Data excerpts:
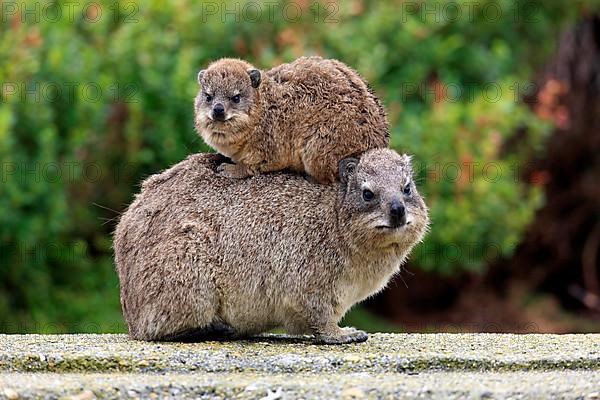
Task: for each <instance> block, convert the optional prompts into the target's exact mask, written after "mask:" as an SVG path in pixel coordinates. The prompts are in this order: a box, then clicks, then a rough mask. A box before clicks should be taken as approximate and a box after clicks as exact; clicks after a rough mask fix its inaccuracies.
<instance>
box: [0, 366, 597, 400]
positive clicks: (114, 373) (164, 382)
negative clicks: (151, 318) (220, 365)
mask: <svg viewBox="0 0 600 400" xmlns="http://www.w3.org/2000/svg"><path fill="white" fill-rule="evenodd" d="M269 394H270V397H267V396H269ZM7 395H8V396H7ZM9 396H11V397H12V399H10V398H9ZM68 397H70V398H71V399H72V400H92V399H94V398H107V399H114V398H156V399H158V398H190V399H198V398H210V399H214V398H221V399H229V398H236V399H263V400H265V399H268V400H276V399H280V398H281V399H296V398H304V399H311V398H326V399H336V398H342V399H362V398H369V399H375V398H423V399H471V398H473V399H509V398H512V399H548V398H578V399H590V400H591V399H600V372H596V371H563V372H558V371H550V372H505V373H498V372H488V373H485V372H483V373H482V372H422V373H415V374H399V373H394V374H370V373H348V374H341V373H340V374H337V373H336V374H324V375H321V374H310V373H308V374H307V373H304V374H295V375H292V376H290V374H257V373H200V374H193V373H188V374H166V375H159V374H152V373H148V374H122V373H100V374H99V373H93V374H46V373H42V374H31V373H6V374H0V399H3V400H4V399H6V400H17V399H23V398H44V399H56V398H68Z"/></svg>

▶ _Task to complete_: Reproduce the data above word for word from its first line through the line that holds "positive clicks: (114, 373) (164, 382)", both ends included; skip pictures.

▶ _Answer for this exercise_:
Task: for each <instance> block, convert the optional prompts into the target's exact mask, written after "mask:" as an SVG path in pixel coordinates. The prompts are in this order: a box, then clicks, then a rough mask. A box before clicks should be taken as approximate and a box after clicks as exact; clicks after a rough mask fix its inaccuracies.
<instance>
box: [0, 366, 597, 400]
positive clicks: (114, 373) (164, 382)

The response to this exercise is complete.